--- Start WORKING DATA ---

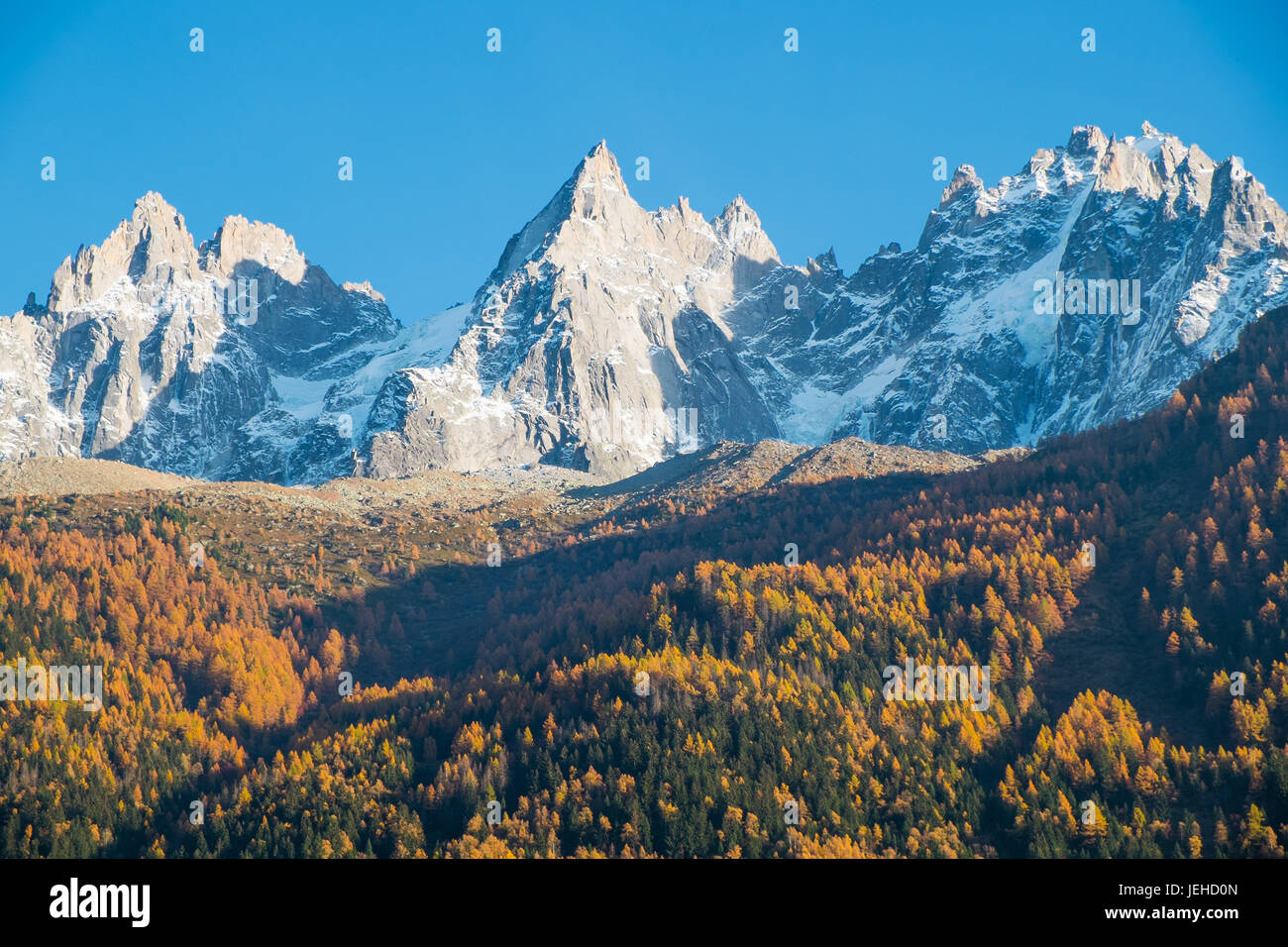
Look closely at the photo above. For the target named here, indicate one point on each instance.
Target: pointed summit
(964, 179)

--- End WORKING DATA ---
--- Start WORKING DATA ---

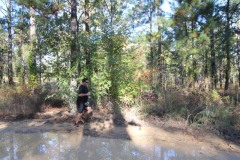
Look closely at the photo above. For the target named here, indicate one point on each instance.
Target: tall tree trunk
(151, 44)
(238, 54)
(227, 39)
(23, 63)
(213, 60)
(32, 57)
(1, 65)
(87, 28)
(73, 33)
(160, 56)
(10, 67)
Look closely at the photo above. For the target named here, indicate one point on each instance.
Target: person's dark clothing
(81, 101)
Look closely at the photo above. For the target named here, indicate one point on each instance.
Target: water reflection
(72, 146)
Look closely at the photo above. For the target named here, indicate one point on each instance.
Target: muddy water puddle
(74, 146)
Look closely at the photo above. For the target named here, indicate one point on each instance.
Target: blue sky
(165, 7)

--- End WORKING DATA ---

▸ **WORK REQUIRED**
Count the lines in the material above that contain the word "water". Reply with that number alone.

▸ **TASK OUTPUT**
2